[Input start]

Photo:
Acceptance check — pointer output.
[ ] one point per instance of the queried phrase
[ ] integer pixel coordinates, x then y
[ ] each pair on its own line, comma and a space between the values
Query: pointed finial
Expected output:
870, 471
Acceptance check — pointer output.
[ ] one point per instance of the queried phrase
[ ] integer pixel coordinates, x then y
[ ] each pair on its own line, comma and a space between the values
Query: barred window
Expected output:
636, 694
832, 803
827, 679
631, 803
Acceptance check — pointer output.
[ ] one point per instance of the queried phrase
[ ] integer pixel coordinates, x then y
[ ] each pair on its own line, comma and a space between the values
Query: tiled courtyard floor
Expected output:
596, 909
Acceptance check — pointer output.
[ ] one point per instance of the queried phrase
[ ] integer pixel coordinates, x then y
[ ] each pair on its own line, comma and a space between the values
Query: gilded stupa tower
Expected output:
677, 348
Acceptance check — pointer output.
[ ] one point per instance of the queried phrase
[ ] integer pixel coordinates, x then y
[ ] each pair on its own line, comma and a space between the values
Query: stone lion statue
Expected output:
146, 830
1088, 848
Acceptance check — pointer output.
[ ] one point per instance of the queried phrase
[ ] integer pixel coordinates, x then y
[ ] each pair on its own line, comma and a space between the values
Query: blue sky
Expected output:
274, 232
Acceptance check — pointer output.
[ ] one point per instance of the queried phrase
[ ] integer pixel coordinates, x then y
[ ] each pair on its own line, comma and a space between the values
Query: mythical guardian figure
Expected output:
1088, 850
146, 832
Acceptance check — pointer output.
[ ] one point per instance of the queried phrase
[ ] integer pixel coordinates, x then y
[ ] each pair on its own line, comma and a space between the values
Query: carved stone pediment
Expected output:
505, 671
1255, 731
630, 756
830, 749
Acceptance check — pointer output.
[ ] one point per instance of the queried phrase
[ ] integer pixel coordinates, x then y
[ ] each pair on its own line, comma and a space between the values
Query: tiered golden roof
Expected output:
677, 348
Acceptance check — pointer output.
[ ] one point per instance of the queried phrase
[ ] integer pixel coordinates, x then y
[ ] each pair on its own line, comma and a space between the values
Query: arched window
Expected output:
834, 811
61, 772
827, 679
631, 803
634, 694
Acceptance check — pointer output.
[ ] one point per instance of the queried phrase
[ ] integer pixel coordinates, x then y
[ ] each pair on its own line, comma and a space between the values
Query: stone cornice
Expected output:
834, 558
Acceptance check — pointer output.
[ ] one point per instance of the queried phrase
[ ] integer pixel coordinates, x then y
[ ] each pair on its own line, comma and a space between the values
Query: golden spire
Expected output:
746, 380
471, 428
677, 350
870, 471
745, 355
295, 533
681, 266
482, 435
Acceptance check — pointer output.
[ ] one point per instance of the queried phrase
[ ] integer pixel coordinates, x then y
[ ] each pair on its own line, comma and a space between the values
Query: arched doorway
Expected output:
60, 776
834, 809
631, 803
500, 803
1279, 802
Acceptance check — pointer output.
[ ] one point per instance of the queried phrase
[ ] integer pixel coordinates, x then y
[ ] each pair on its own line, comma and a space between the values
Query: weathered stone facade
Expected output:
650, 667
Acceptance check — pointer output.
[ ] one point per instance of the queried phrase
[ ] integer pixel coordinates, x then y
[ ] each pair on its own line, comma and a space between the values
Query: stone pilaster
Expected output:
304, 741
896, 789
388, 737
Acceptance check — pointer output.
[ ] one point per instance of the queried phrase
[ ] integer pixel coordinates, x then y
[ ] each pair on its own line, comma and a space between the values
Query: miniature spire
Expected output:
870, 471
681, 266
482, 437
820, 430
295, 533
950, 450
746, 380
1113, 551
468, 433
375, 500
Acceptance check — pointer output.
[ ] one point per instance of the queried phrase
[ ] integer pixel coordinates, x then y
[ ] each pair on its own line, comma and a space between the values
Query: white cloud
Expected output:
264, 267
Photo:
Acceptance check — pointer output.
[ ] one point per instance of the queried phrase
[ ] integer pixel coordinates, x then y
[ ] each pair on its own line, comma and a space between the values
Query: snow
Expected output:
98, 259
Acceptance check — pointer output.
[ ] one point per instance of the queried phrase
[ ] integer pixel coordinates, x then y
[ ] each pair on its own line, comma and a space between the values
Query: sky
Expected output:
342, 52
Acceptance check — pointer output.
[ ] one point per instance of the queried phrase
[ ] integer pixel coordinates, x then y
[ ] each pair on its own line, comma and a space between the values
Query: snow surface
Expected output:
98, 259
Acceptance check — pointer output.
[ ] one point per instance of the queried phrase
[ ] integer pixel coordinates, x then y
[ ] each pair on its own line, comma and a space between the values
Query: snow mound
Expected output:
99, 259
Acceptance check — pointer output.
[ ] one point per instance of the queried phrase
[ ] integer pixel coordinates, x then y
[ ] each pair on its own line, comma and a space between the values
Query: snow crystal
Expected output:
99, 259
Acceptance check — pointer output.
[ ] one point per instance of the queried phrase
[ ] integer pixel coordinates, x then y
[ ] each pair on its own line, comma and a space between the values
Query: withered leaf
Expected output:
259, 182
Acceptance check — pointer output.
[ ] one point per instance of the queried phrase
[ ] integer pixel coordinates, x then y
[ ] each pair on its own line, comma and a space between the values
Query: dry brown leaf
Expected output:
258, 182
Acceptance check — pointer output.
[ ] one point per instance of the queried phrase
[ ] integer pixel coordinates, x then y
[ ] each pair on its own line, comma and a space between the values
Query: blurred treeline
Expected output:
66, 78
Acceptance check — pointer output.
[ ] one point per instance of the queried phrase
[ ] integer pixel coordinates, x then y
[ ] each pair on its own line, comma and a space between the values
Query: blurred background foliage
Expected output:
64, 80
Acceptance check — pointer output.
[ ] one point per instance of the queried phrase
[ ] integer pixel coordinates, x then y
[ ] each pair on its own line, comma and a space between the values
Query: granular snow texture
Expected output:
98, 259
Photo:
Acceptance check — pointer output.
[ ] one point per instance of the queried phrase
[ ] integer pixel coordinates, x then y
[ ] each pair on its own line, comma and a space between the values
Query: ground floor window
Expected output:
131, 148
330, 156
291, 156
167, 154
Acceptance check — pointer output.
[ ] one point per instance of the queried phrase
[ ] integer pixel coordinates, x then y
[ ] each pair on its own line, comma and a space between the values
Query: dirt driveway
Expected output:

[Input end]

=== Task brief ===
Transcribe the data. Leave every line exactly as it is.

=== Solution to the exercise ===
Photo:
Acceptance check — pointer output.
[ ] one point per instance of the queried phrase
[ ] integer pixel coordinates, x then y
[ ] each pair on its own line, comma and a space between the values
Query: pointed finial
Expected output:
870, 471
Acceptance check — pointer output.
[ ] one point per instance of the queried phrase
[ ] integer pixel coordinates, x then y
[ ] each pair on its own line, comma and a space between the values
Query: barred window
Expected output:
636, 694
832, 803
827, 679
631, 803
Acceptance check — pointer output.
[ ] one point per instance of the queried phrase
[ ] integer pixel coordinates, x then y
[ ] each pair on its own line, comma and a space between the values
Query: tiled courtyard floor
Expected output:
596, 909
Acceptance check — pointer output.
[ ] one point per instance of the queried phrase
[ ] integer pixel coordinates, x then y
[ ] each pair on its own line, comma and a space between the values
Query: gilded stupa tower
Expected output:
677, 348
Acceptance check — pointer output.
[ ] one point per instance of the queried phrase
[ ] integer pixel coordinates, x then y
[ ] each pair on its own line, comma and a space between the values
Query: stone lion statue
Expected output:
146, 830
1088, 848
Acceptance check — pointer output.
[ ] one point per instance of the queried phrase
[ ] integer pixel coordinates, x then y
[ ] each pair on its own line, comma and a space between the values
Query: blue sky
Expected output:
274, 232
Acceptance check — pointer output.
[ ] one point per instance of the queried phrase
[ ] integer pixel coordinates, x then y
[ ] each pair on its own line, comma and a space between the values
Query: mythical guardian figure
Expected output:
1088, 850
146, 832
Acceptance check — pointer output.
[ ] one point per instance of the queried phrase
[ ] integer pixel coordinates, x then y
[ ] each pair on its own line, comma and a space between the values
Query: carved stone pediment
Expected output:
505, 671
1255, 731
630, 756
830, 749
Acceptance check — pointer output.
[ ] one point per instance of the queried phrase
[ ] integer pixel coordinates, x then y
[ ] each pair on its own line, comma and a space between the values
Query: tiered golden roof
Expected output:
677, 348
Acceptance check — pointer output.
[ ] one point per instance of the queried phrase
[ ] integer pixel coordinates, x then y
[ ] each pair on its own line, comma and a space between the values
Query: arched window
Expected output:
834, 811
61, 772
827, 679
631, 803
634, 694
Acceptance check — pointer output.
[ ] one point per instance of the queried phrase
[ ] integer pixel coordinates, x then y
[ ] each pair on its own line, comma and a space between the values
Query: stone cornice
Expected output:
834, 558
Acceptance check — pointer output.
[ ] one point per instance of the queried phrase
[ ] integer pixel coordinates, x then y
[ ] each pair on its own line, comma and a space between the values
Query: golden spire
Expected output:
746, 380
471, 428
677, 350
870, 471
745, 355
295, 533
681, 266
482, 435
Acceptance check — pointer output.
[ ] one point per instance of the queried phrase
[ ] integer pixel coordinates, x then y
[ ] each pair on its own line, comma and a space between the values
Query: arched doorway
Expected output:
60, 776
834, 809
631, 803
500, 803
1279, 802
Acceptance check — pointer output.
[ ] one point per instance of the queried phrase
[ ] integer pixel coordinates, x then y
[ ] each pair on its own line, comma and a space between the values
Query: weathered stone facade
Expected output:
650, 667
Acceptance check — pointer output.
[ ] one point per instance of the queried phrase
[ ] integer pixel coordinates, x then y
[ ] each pair on its own line, comma and a space between the values
Query: stone pilaster
Expected output:
304, 741
896, 789
388, 737
Acceptance check — pointer output.
[ ] one point per instance of the queried phrase
[ ] integer pixel coordinates, x then y
[ ] each pair on its own line, comma and a space between the values
Query: miniature spire
Expected output:
870, 471
681, 266
482, 437
820, 430
295, 533
950, 450
746, 380
1113, 551
468, 433
375, 500
Acceptance check — pointer output.
[ ] one point per instance of the queried phrase
[ ] integer pixel coordinates, x then y
[ ] each pair on its own line, comma and a space between the values
Query: white cloud
Expected output:
264, 267
Photo:
Acceptance check — pointer output.
[ ] one point per instance of the queried phrase
[ ] integer pixel coordinates, x then y
[ ] each pair on its own line, comma and a space between the values
Query: snow
Expected output:
98, 259
Acceptance check — pointer output.
[ ] one point per instance of the queried phrase
[ ] integer pixel coordinates, x then y
[ ] each pair on its own line, comma and a space between the values
Query: sky
Expected output:
342, 52
Acceptance check — pointer output.
[ ] one point per instance of the queried phrase
[ ] integer pixel coordinates, x then y
[ ] each pair on its own line, comma and a space between the values
Query: snow surface
Expected output:
98, 259
Acceptance check — pointer output.
[ ] one point per instance of the queried phrase
[ ] integer pixel coordinates, x then y
[ ] each pair on its own line, comma and a space between the values
Query: snow mound
Expected output:
99, 259
Acceptance check — pointer output.
[ ] one point per instance of the queried phrase
[ ] integer pixel coordinates, x then y
[ ] each pair on its own line, comma and a space between the values
Query: snow crystal
Expected output:
99, 259
Acceptance check — pointer output.
[ ] one point per instance of the queried phrase
[ ] integer pixel coordinates, x then y
[ ] each pair on its own line, comma and a space between the values
Query: withered leaf
Expected output:
259, 182
Acceptance check — pointer output.
[ ] one point per instance of the queried phrase
[ ] integer pixel coordinates, x then y
[ ] each pair on its own line, comma and a space between the values
Query: dry brown leaf
Expected output:
258, 182
Acceptance check — pointer output.
[ ] one point per instance of the queried phrase
[ ] integer pixel coordinates, x then y
[ ] each pair on its own line, comma and a space between the values
Query: blurred treeline
Expected output:
66, 78
Acceptance check — pointer output.
[ ] one point per instance of the queried phrase
[ ] integer pixel coordinates, x then y
[ ] each pair on its own line, comma and a space between the values
Query: blurred background foliage
Expected output:
64, 80
Acceptance check — pointer output.
[ ] one point per instance of the queried phrase
[ ] integer pixel coordinates, x then y
[ ] each pair on its own line, comma and a space between the values
Query: granular snow texture
Expected output:
98, 259
Photo:
Acceptance check — pointer output.
[ ] one point per instance of the queried phrase
[ ] integer pixel coordinates, x then y
[ ] each pair on its own line, comma and a space between the values
Query: ground floor window
Expected output:
131, 148
330, 156
291, 156
167, 154
Acceptance check — pointer output.
[ ] one point per instance of the queried phrase
[ ] integer pixel coordinates, x then y
[ ] each pair on its own line, comma and a space between the values
Query: dirt driveway
Expected output:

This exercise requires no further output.